Written instruction:
Put the entries from the start of the entries through the line with "x=323, y=317" into a two-column CSV headed input and output, one row per entry. Each row holds the entry's text under input and its answer under output, each as a single quoted field with line breaks replaced by spaces.

++++ Record list ++++

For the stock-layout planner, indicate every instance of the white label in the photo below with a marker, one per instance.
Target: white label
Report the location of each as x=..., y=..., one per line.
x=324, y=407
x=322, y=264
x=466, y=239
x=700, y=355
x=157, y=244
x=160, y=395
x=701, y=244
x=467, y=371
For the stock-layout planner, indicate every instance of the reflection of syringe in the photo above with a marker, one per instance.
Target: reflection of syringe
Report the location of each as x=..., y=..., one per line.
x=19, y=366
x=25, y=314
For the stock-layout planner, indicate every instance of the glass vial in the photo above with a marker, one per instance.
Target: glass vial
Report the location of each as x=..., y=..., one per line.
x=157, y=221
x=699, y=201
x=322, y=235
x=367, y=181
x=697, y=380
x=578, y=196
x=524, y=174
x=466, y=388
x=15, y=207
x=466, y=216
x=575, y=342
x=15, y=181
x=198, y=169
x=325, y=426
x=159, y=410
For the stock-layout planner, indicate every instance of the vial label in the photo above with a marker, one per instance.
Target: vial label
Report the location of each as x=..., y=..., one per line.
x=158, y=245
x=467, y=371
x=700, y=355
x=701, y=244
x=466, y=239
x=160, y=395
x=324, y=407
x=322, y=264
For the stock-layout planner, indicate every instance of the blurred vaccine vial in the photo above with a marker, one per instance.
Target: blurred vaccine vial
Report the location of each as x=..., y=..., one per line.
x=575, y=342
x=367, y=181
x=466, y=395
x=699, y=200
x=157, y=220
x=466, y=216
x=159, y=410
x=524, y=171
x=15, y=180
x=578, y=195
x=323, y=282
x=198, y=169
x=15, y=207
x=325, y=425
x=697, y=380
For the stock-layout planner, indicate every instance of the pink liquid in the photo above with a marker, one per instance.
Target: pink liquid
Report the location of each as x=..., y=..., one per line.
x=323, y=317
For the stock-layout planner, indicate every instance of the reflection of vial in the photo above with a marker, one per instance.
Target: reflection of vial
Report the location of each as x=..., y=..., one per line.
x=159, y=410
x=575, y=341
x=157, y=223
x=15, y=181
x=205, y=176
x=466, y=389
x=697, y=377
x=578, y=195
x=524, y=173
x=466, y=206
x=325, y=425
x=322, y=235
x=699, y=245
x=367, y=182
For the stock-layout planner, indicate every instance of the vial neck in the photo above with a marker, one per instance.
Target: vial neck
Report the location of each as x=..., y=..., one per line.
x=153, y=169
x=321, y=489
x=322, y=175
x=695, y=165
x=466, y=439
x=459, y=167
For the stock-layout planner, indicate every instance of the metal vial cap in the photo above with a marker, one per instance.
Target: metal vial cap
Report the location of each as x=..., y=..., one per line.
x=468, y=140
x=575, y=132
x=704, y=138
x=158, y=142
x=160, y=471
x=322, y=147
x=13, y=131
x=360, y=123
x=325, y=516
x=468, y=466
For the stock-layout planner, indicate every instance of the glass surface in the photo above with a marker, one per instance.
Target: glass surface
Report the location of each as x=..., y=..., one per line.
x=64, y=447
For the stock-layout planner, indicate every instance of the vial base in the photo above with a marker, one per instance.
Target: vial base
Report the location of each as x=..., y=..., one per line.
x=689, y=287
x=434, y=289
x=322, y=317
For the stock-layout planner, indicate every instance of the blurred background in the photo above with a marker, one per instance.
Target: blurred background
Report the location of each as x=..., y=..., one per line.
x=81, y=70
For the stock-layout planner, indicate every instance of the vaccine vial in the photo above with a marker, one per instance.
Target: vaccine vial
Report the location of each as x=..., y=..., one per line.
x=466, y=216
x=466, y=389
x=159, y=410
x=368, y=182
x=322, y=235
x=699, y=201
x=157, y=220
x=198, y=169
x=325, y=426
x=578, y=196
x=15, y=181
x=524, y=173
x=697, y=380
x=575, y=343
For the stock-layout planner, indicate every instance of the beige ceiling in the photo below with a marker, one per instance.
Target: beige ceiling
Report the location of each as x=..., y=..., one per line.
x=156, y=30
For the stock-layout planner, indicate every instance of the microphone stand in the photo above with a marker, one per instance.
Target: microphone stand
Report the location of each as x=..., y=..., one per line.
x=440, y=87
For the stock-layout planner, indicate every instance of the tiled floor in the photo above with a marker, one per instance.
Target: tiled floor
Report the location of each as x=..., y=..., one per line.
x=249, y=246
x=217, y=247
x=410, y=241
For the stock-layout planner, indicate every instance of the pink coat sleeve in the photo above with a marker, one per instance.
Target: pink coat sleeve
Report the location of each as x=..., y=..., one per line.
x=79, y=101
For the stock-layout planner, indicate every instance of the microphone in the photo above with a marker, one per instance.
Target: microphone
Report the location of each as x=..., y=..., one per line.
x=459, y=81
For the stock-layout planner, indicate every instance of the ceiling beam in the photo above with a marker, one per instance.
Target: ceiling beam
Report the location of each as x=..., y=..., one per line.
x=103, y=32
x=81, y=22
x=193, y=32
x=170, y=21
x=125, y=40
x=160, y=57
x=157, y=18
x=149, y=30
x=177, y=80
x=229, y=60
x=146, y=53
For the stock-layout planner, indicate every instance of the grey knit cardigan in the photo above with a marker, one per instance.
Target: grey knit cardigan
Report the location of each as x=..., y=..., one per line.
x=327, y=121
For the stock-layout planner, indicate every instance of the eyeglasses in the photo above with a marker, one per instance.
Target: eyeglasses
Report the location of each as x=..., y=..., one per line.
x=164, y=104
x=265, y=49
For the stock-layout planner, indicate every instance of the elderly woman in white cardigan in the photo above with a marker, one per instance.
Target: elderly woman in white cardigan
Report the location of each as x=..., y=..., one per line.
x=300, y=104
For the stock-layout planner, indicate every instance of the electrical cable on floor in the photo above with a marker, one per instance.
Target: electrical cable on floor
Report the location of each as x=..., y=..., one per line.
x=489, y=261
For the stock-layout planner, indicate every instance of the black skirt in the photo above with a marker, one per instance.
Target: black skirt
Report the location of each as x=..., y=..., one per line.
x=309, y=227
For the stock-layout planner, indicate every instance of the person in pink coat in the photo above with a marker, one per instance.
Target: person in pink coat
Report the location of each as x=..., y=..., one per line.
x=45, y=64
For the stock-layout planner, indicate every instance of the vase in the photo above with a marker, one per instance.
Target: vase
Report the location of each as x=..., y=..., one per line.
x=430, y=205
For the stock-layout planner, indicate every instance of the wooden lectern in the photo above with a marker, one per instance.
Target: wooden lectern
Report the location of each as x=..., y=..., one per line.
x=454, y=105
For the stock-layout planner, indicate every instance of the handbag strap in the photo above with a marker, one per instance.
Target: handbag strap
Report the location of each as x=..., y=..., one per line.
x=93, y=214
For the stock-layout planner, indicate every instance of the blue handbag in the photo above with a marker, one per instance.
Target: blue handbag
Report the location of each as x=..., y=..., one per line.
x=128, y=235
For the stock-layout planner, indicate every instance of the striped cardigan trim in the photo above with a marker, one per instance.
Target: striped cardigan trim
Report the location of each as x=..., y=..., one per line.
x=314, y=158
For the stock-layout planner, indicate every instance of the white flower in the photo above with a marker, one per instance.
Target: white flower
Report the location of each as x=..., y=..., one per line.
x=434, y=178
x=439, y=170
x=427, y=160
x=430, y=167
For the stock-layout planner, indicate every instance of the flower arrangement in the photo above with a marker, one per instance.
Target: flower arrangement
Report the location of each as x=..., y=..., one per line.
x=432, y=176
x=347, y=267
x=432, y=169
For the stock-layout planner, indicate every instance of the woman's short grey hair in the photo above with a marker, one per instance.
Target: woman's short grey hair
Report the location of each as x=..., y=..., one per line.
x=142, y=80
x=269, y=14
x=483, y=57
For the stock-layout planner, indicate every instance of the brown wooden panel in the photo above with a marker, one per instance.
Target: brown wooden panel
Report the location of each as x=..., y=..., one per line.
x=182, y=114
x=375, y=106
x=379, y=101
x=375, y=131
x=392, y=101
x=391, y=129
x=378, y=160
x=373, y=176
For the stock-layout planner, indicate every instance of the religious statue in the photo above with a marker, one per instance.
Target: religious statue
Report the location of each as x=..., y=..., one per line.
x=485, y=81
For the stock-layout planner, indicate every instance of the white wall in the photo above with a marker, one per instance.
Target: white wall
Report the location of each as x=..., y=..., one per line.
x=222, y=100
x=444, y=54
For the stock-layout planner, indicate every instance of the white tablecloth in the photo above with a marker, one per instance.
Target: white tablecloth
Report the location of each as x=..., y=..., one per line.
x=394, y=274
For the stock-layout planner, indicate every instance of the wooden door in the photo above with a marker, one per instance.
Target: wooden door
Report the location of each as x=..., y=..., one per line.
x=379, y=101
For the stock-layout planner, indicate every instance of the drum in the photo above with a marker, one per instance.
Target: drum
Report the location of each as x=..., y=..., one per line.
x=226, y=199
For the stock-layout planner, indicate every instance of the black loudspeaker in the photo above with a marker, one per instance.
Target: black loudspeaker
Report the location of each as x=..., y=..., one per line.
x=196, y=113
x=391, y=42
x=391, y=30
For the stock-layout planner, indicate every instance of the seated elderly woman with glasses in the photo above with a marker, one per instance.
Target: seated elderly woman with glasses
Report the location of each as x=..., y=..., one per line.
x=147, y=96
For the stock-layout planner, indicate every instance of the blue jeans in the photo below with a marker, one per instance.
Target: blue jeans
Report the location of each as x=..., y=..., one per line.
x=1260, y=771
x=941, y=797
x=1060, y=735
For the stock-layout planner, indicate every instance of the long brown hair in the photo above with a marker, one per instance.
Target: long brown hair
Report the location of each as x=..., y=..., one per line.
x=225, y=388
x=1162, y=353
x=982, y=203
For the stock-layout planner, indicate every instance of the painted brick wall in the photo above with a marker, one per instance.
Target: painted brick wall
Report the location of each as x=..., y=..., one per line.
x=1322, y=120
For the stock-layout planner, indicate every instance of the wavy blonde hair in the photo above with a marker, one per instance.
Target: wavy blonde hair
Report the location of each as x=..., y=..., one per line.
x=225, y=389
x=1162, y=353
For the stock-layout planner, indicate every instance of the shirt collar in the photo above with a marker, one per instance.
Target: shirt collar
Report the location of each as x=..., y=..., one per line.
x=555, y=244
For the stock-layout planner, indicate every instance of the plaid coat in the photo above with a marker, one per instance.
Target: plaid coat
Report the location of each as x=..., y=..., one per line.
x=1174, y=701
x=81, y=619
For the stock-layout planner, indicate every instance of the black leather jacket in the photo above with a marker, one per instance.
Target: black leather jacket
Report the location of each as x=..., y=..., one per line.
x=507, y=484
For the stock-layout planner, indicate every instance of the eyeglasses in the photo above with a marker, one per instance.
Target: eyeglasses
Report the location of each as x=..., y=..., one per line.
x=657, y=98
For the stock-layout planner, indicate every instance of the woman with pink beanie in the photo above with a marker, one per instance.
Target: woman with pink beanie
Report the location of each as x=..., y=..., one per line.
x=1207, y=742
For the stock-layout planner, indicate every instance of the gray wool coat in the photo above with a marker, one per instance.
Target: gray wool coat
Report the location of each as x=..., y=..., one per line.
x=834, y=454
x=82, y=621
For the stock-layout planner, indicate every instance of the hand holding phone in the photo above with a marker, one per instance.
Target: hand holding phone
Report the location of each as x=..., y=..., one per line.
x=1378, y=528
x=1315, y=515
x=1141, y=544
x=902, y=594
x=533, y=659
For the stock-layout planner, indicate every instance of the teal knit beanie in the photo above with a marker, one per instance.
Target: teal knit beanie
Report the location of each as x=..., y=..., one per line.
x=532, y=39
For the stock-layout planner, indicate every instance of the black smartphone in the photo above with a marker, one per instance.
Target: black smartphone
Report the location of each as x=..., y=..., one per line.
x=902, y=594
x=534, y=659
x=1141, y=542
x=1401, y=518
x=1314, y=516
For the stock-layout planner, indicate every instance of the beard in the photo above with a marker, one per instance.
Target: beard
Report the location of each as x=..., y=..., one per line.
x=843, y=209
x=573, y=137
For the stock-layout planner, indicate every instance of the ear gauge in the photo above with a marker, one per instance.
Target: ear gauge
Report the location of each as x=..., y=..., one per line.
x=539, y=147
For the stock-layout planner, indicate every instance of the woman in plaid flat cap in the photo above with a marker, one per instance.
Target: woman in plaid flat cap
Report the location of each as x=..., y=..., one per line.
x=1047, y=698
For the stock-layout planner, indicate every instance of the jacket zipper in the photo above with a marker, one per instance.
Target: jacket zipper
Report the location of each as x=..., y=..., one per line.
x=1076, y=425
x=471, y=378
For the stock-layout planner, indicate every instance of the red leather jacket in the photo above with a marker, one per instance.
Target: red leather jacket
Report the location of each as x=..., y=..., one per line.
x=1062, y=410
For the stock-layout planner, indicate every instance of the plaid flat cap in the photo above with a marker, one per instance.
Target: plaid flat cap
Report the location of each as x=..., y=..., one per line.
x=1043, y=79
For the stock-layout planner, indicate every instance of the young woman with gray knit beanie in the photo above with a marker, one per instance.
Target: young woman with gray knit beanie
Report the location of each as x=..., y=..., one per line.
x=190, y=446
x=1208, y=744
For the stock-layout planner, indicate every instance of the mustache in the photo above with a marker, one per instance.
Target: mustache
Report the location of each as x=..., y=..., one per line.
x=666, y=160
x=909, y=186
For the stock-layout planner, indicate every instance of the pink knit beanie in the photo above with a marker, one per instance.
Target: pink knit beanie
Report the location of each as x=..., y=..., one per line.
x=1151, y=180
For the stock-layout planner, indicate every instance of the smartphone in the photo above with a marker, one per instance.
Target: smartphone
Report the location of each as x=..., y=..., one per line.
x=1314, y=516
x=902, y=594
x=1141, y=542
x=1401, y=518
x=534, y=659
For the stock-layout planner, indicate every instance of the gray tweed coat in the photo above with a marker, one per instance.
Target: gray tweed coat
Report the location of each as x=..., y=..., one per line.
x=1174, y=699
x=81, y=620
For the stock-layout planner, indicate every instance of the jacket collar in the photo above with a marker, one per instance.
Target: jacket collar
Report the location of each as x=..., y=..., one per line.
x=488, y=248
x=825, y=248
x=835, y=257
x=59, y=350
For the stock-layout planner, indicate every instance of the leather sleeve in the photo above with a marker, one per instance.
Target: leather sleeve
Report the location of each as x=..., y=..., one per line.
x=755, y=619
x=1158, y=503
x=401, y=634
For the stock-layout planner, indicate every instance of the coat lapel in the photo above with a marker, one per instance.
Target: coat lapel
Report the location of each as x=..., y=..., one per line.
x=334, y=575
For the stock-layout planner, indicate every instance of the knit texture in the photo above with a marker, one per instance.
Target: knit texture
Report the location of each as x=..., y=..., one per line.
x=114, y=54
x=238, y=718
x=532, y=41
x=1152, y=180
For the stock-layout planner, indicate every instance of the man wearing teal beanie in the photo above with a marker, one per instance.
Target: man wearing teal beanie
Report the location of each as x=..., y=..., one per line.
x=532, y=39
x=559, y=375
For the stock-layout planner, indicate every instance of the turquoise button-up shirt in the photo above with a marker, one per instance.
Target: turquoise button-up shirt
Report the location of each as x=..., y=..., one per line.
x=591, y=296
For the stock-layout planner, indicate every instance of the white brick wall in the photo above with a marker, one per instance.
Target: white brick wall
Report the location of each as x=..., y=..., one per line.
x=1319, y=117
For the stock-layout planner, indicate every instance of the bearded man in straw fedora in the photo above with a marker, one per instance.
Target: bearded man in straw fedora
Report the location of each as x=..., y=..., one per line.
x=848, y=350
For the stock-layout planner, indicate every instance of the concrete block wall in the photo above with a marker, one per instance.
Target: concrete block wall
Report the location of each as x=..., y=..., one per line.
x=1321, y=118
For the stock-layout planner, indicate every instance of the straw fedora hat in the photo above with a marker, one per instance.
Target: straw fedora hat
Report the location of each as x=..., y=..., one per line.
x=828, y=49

++++

Finished task:
input,output
"For the stock-layout planner, indicate every instance of the white label in the photo below with a marker, one per instance. Target: white label Report the location of each as x=..., y=..., one per line.","x=324, y=407 x=322, y=264 x=466, y=239 x=700, y=355 x=157, y=244 x=160, y=395 x=701, y=244 x=467, y=371"
"For the stock-layout planner, indicate every instance of the reflection of syringe in the photo above with a marker, one per instance. Target: reflection of syringe Report the location of each as x=..., y=..., one per line.","x=19, y=366 x=25, y=314"
"For the stock-layout planner, indicate every instance of the glass vial in the photo above with a marker, one per instance. Target: glass vial Report the location of each as x=..., y=..., one per line.","x=157, y=221 x=699, y=201 x=322, y=235 x=367, y=181 x=697, y=380 x=578, y=196 x=524, y=174 x=466, y=388 x=15, y=207 x=466, y=216 x=575, y=342 x=15, y=181 x=198, y=169 x=325, y=426 x=159, y=410"
"For the stock-layout planner, indicate every instance of the vial label in the photo above with a marker, one per instance. Target: vial label Report the location of each as x=..., y=..., one per line.","x=158, y=245 x=467, y=371 x=700, y=355 x=701, y=244 x=466, y=239 x=160, y=395 x=324, y=407 x=322, y=264"
"For the stock-layout planner, indicate every instance of the blurred vaccine vial in the photo above with a marker, one per instance. Target: blurred vaccine vial Report the location of each as x=..., y=..., one per line.","x=575, y=342 x=367, y=181 x=466, y=395 x=699, y=200 x=157, y=220 x=466, y=216 x=159, y=410 x=524, y=171 x=15, y=180 x=578, y=195 x=323, y=282 x=198, y=169 x=15, y=207 x=325, y=425 x=697, y=380"
"For the stock-layout planner, indicate every instance of the pink liquid in the photo above with a marker, one per instance. Target: pink liquid Report the location of each as x=..., y=..., one per line.","x=323, y=317"